---------- Extracted information
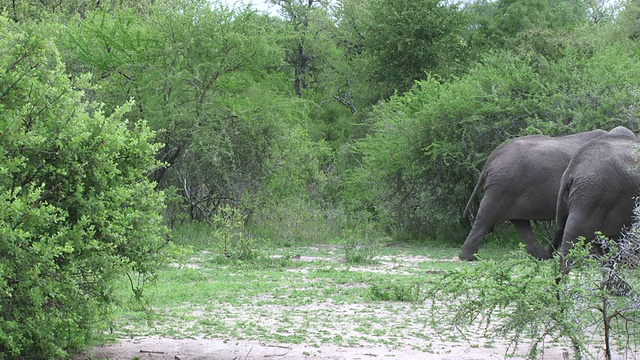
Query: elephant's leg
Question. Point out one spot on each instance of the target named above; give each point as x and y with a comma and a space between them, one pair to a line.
526, 235
578, 224
472, 243
490, 212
--------------------
Problem details:
Recast the whole listing above as a numbered list with no blank lines, and leave the pictures out.

Output of the task:
1. Query: elephant's leg
2. Question. Point out one spot on each instance of the target named above; give each point as x and y with a comma and a space between them, one pair to a line.
3. 526, 235
4. 578, 224
5. 472, 243
6. 490, 212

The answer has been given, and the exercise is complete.